> _WHAT YOU NEED TO DO_
Copy out the rows below in the stretch from the one containing "Expected: one point per instance of the tree trunk" through the last row, keeping the request rows as they are, and add -127 to every coordinate in the points.
——
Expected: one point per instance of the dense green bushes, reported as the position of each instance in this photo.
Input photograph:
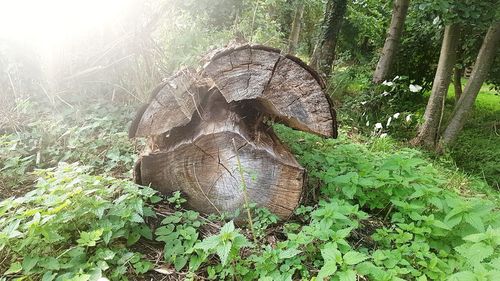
(74, 226)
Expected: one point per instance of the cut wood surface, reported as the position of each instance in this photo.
(200, 123)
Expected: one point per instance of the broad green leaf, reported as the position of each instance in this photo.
(348, 275)
(14, 268)
(328, 269)
(223, 252)
(29, 262)
(289, 253)
(352, 257)
(463, 276)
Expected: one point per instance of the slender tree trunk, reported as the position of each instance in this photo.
(296, 25)
(479, 73)
(391, 44)
(324, 52)
(428, 132)
(457, 83)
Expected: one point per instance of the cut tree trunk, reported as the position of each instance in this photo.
(428, 132)
(479, 73)
(296, 25)
(200, 123)
(384, 65)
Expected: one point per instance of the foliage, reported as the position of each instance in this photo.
(74, 226)
(388, 108)
(93, 136)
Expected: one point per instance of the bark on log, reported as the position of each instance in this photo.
(199, 123)
(482, 65)
(428, 133)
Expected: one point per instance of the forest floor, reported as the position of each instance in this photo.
(385, 210)
(477, 150)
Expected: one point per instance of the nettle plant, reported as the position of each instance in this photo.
(75, 226)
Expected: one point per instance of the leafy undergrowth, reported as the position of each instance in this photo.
(372, 214)
(478, 147)
(94, 136)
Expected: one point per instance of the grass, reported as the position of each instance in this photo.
(477, 150)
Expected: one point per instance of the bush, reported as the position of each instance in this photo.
(74, 226)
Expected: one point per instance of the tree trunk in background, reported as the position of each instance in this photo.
(479, 73)
(324, 53)
(457, 83)
(296, 25)
(428, 132)
(389, 51)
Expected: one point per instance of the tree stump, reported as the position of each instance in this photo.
(208, 137)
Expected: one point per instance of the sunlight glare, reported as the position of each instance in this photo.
(56, 22)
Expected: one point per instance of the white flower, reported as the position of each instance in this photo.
——
> _EXERCISE RESPONSE_
Expected: one point per instance of the tree trunk in background, reported as the position of each instance in this photo.
(352, -54)
(197, -74)
(330, -44)
(169, -102)
(301, 5)
(262, -76)
Expected: one point per instance of the tree stump, reported as the position of each instance in this photo.
(81, 10)
Expected: one point per instance of the sunlight glare, reported as the position of each instance in this photo.
(-71, -105)
Expected: one point per instance of the white flower, reported as the position of each instance in this photo.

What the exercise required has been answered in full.